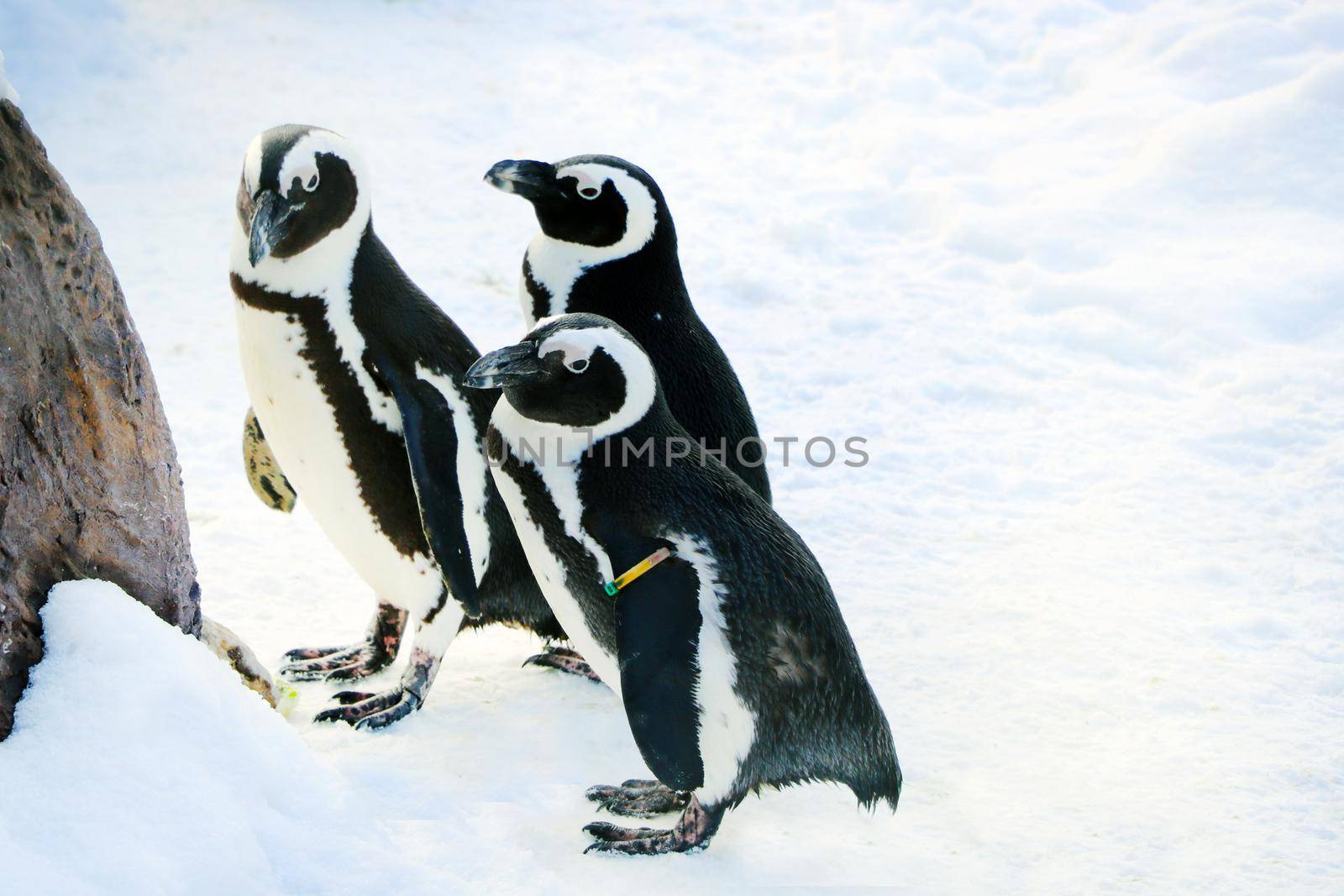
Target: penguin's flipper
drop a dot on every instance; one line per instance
(264, 473)
(658, 629)
(432, 446)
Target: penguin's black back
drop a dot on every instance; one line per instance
(402, 325)
(797, 668)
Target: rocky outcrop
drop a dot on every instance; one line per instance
(89, 479)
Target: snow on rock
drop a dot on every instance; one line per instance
(7, 90)
(140, 763)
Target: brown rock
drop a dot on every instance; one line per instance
(89, 479)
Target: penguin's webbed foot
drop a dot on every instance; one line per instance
(692, 833)
(363, 710)
(638, 799)
(360, 660)
(564, 660)
(371, 711)
(335, 664)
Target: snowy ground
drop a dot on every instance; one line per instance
(1073, 269)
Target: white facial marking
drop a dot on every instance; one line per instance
(322, 270)
(575, 344)
(470, 469)
(557, 264)
(252, 165)
(727, 726)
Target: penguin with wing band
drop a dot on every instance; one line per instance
(685, 590)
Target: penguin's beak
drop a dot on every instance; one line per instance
(270, 223)
(506, 367)
(524, 177)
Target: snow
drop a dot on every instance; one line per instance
(7, 90)
(1072, 269)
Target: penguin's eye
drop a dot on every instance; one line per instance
(304, 176)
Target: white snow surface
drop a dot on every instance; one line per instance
(1072, 268)
(7, 90)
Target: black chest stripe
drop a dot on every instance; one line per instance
(582, 579)
(376, 454)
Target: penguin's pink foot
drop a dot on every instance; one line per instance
(363, 710)
(638, 799)
(336, 664)
(369, 658)
(692, 833)
(564, 660)
(371, 710)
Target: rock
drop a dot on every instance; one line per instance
(89, 479)
(230, 647)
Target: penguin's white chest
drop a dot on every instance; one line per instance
(300, 426)
(550, 570)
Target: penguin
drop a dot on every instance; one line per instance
(608, 246)
(682, 587)
(354, 379)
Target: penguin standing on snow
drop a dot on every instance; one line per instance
(354, 378)
(682, 587)
(608, 248)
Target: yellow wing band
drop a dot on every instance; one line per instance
(638, 570)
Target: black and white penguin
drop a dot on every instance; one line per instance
(608, 246)
(726, 644)
(354, 378)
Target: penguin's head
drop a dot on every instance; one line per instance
(600, 202)
(575, 371)
(302, 187)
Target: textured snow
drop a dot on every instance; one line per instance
(1072, 268)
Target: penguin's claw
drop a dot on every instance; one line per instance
(338, 664)
(564, 660)
(638, 799)
(370, 710)
(692, 833)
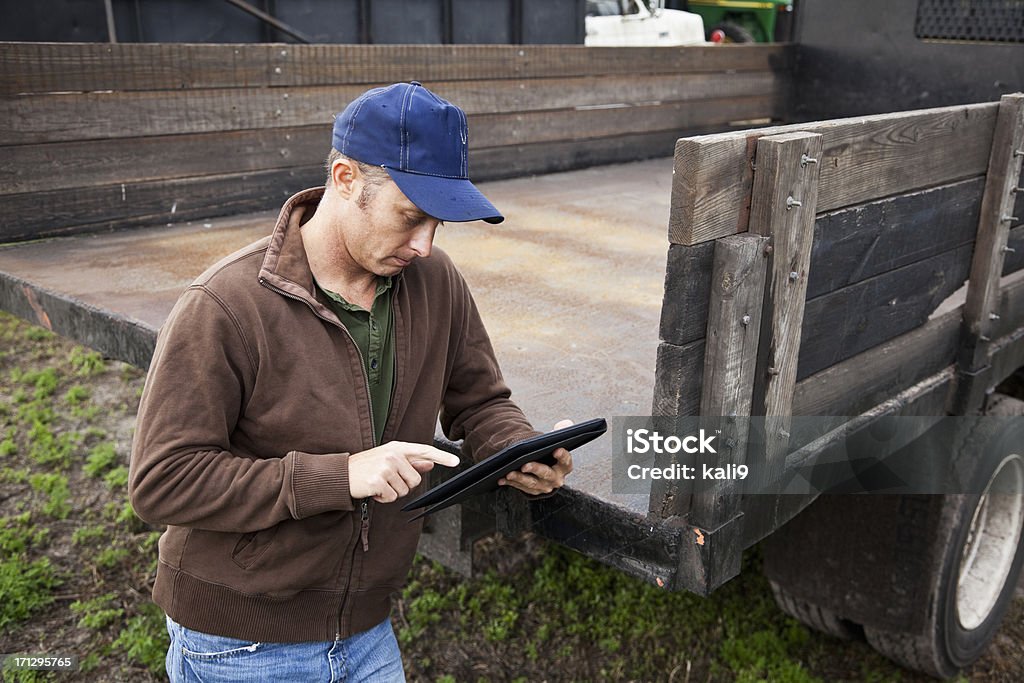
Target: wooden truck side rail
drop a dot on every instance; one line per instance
(806, 264)
(139, 136)
(118, 159)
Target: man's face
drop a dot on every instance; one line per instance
(391, 230)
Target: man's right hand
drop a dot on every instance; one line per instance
(390, 471)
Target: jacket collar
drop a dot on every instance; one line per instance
(286, 266)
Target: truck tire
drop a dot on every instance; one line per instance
(977, 563)
(812, 615)
(734, 33)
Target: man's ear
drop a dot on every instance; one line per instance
(344, 173)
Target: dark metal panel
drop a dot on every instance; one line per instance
(481, 22)
(407, 22)
(324, 20)
(61, 20)
(552, 22)
(862, 57)
(188, 22)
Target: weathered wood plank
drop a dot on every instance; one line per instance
(678, 378)
(517, 160)
(993, 228)
(850, 245)
(862, 159)
(1015, 259)
(733, 325)
(494, 121)
(854, 244)
(34, 68)
(842, 324)
(1011, 305)
(677, 392)
(154, 202)
(33, 168)
(784, 197)
(784, 200)
(730, 359)
(880, 373)
(687, 290)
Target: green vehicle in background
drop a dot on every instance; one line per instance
(742, 22)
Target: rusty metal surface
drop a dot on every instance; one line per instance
(569, 288)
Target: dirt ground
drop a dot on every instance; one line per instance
(66, 412)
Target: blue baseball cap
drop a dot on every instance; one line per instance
(423, 142)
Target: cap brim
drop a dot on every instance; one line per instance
(454, 200)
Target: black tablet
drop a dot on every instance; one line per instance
(484, 475)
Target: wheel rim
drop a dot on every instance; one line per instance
(991, 544)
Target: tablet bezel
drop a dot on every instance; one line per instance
(484, 475)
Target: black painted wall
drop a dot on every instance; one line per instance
(862, 57)
(379, 22)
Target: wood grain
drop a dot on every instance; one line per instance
(730, 359)
(844, 323)
(153, 202)
(505, 114)
(862, 159)
(35, 68)
(880, 373)
(784, 198)
(993, 228)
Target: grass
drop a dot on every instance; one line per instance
(77, 566)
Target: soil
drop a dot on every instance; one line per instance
(444, 650)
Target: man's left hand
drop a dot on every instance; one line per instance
(538, 478)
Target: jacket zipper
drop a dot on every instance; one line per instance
(365, 505)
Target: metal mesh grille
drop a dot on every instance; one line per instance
(991, 20)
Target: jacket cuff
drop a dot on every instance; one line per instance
(320, 483)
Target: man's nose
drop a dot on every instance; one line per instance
(423, 238)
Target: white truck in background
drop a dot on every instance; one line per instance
(632, 23)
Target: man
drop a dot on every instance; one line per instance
(292, 399)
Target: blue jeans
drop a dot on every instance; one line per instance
(371, 655)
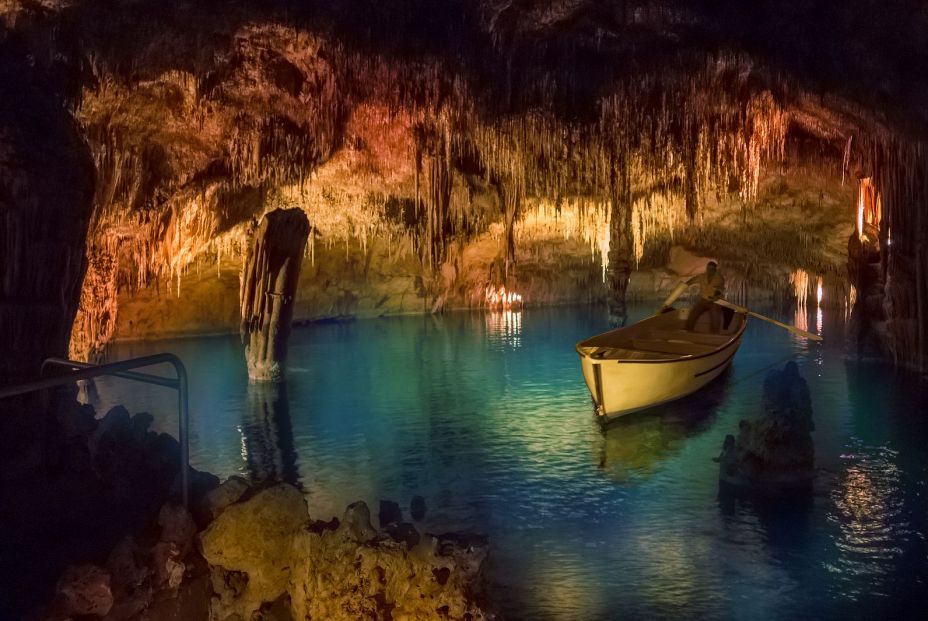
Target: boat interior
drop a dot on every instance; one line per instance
(662, 337)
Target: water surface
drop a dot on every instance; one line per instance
(487, 417)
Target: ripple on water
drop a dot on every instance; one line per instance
(487, 418)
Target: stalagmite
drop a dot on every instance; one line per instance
(269, 281)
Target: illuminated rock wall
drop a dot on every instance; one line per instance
(430, 130)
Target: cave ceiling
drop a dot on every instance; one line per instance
(434, 119)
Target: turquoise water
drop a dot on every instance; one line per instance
(487, 417)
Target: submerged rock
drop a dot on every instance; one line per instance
(84, 590)
(216, 500)
(390, 513)
(775, 451)
(253, 538)
(270, 277)
(266, 550)
(417, 508)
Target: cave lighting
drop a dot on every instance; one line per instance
(500, 298)
(869, 206)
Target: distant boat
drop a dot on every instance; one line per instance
(656, 360)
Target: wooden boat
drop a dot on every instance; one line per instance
(656, 360)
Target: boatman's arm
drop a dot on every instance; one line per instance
(720, 289)
(673, 296)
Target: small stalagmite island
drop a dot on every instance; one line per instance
(293, 293)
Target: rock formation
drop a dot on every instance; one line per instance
(775, 451)
(572, 140)
(268, 289)
(266, 547)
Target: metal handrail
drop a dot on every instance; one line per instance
(123, 370)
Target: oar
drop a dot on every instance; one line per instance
(792, 329)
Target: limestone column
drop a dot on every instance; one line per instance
(620, 246)
(269, 282)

§ **Task item**: For each record above, write it out exactly and omit any picture.

§ **Answer area**:
Target: penguin's flipper
drop a dot on every instance; one line per instance
(264, 473)
(658, 629)
(432, 446)
Target: penguin's black back
drop a dot on every instance; one line per instance
(402, 325)
(797, 668)
Target: rocky outcrop
drop a dot on every instance; one line per instance
(89, 479)
Target: snow on rock
drop a dot on every instance; one line per instance
(7, 90)
(140, 763)
Target: brown rock
drop a dot on every instance; one line per instance
(89, 479)
Target: penguin's webbed foot
drop a dot on every instance; one line per instance
(692, 833)
(363, 710)
(638, 799)
(360, 660)
(564, 660)
(371, 711)
(335, 664)
Target: snowy ground
drop a dot on every instance; one line per instance
(1073, 269)
Target: white facial marking
drop a dot on every instance; one line per instance
(322, 270)
(575, 344)
(470, 469)
(557, 264)
(252, 165)
(727, 726)
Target: penguin with wing band
drop a dot on every instance; one line per instance
(685, 590)
Target: penguin's beak
drop a dot on every instance; one line per instance
(270, 223)
(506, 367)
(524, 177)
Target: snow
drop a dot on every instance; one line per instance
(7, 90)
(1072, 269)
Target: penguin's eye
drop a dot on every instance; one line per instance
(304, 176)
Target: white snow surface
drop a dot on every instance; one line per instance
(1072, 268)
(7, 90)
Target: black chest stripe
drop a dot on every instance; one line per instance
(582, 579)
(376, 454)
Target: penguin's pink foot
drop a dot on every instance; one line per instance
(363, 710)
(638, 799)
(336, 664)
(369, 658)
(692, 833)
(564, 660)
(371, 710)
Target: rock
drop a dot on every instance; one line per instance
(89, 479)
(230, 647)
Target: penguin's white chest
drop a dot on every instance; one line per instance
(300, 426)
(550, 570)
Target: penguin
drop a dot on every instance; one line per instance
(608, 246)
(682, 587)
(354, 379)
Target: penguin standing on snow
drop a dot on every instance; one line per instance
(354, 378)
(682, 587)
(608, 248)
Target: yellow wing band
drop a dot on every instance; one line per instance
(638, 570)
Target: black and white penguin
drop a dot on every instance; one line per instance
(608, 246)
(726, 644)
(354, 378)
Target: penguin's head
drop a dot on every instance; one line per instance
(600, 202)
(575, 371)
(302, 187)
Target: textured snow
drop a dot on every instance; one line per instance
(1072, 268)
Target: penguin's claw
drop a dot on every instance; one line per instance
(338, 664)
(564, 660)
(638, 799)
(370, 710)
(692, 833)
Target: wooden truck side rail
drop a dot on every instance; one line per instance
(806, 264)
(139, 136)
(118, 159)
Target: man's face
drop a dot on every instance; one line per instance
(391, 230)
Target: man's right hand
drop a dot on every instance; one line per instance
(390, 471)
Target: jacket collar
drop a dot on every instance; one line per instance
(286, 266)
Target: truck tire
drop a dot on every instance; one line per instance
(977, 563)
(812, 615)
(734, 33)
Target: man's ear
drop a dot on every instance; one line per instance
(344, 173)
Target: dark metal panel
drop a dot on every instance; one line per instance
(481, 22)
(407, 22)
(324, 20)
(61, 20)
(552, 22)
(862, 57)
(188, 22)
Target: weathered wood plank
drop a dot on every instance; one line per instance
(678, 378)
(517, 160)
(993, 228)
(850, 245)
(862, 159)
(1015, 259)
(733, 325)
(494, 121)
(854, 244)
(34, 68)
(842, 324)
(1011, 305)
(677, 392)
(154, 202)
(33, 168)
(784, 197)
(784, 200)
(730, 359)
(880, 373)
(687, 290)
Target: green vehicle in background
drop a dot on every instance; one line per instance
(742, 22)
Target: rusty metal surface
drop a dot on every instance; one line per instance
(569, 288)
Target: dirt ground
drop a dot on every instance; one line per instance
(66, 412)
Target: blue baseball cap
drop a dot on every instance; one line per instance
(423, 142)
Target: cap brim
drop a dot on every instance; one line per instance
(454, 200)
Target: black tablet
drop a dot on every instance; one line per instance
(484, 475)
Target: wheel rim
drop a dot on every instance; one line per instance
(991, 544)
Target: tablet bezel
drop a dot on every instance; one line per instance
(484, 475)
Target: black painted wall
drop a dot on every instance; one line per instance
(862, 57)
(379, 22)
Target: wood grain
drop a dot on every instance; one line per instance
(730, 359)
(844, 323)
(153, 202)
(505, 114)
(862, 159)
(35, 68)
(880, 373)
(784, 198)
(993, 228)
Target: grass
drop a dot on every instance; one line per instance
(77, 566)
Target: soil
drop a dot on every instance; one line per instance
(444, 650)
Target: man's left hand
drop a dot on every instance; one line per instance
(538, 478)
Target: jacket zipper
drop a dot on every instance; one line per instance
(365, 505)
Target: metal mesh grille
drop a dot on every instance; one line per instance
(991, 20)
Target: jacket cuff
drop a dot on every instance; one line per instance
(320, 483)
Target: man's nose
drop a dot on every instance; one line per instance
(423, 238)
Target: white truck in background
drop a dot on every instance; one line per instance
(632, 23)
Target: man
drop a dot on every instance; one line per instance
(292, 399)
Target: blue jeans
drop a dot on every instance; one line per instance
(371, 655)
Target: boat interior
drop a dot on every instance; one line per instance
(662, 337)
Target: water surface
drop a dot on every instance; one line per instance
(487, 417)
Target: ripple on water
drop a dot on every instance; one line per instance
(487, 418)
Target: stalagmite
drop a dot on every instance; one line per instance
(269, 281)
Target: illuminated rock wall
drop a dot on every instance; one line per instance
(430, 130)
Target: cave ceiling
drop a dot on every instance; one line per instance
(434, 119)
Target: turquoise water
drop a dot on every instance; one line per instance
(487, 417)
Target: submerged rock
drop a dot on every instance; one line per instance
(84, 590)
(216, 500)
(390, 513)
(775, 451)
(253, 538)
(270, 277)
(266, 550)
(417, 508)
Target: cave lighting
drop a dot on every instance; one line per instance
(500, 298)
(869, 206)
Target: distant boat
drop a dot on every instance; one line per instance
(656, 360)
Target: wooden boat
drop a dot on every instance; one line per instance
(656, 360)
Target: boatman's arm
drop a dot on every instance; one line per instance
(720, 289)
(673, 296)
Target: small stalagmite island
drop a dot on every instance; one line per instance
(293, 293)
Target: rock formation
drop a dot on every instance; one line per instance
(775, 451)
(572, 140)
(268, 289)
(266, 547)
Target: metal handrail
drop a dot on every instance; one line per instance
(123, 370)
Target: oar
drop a dot on every instance; one line per instance
(792, 329)
Target: limestone column
drop a dot on every instance; one line per instance
(620, 246)
(269, 282)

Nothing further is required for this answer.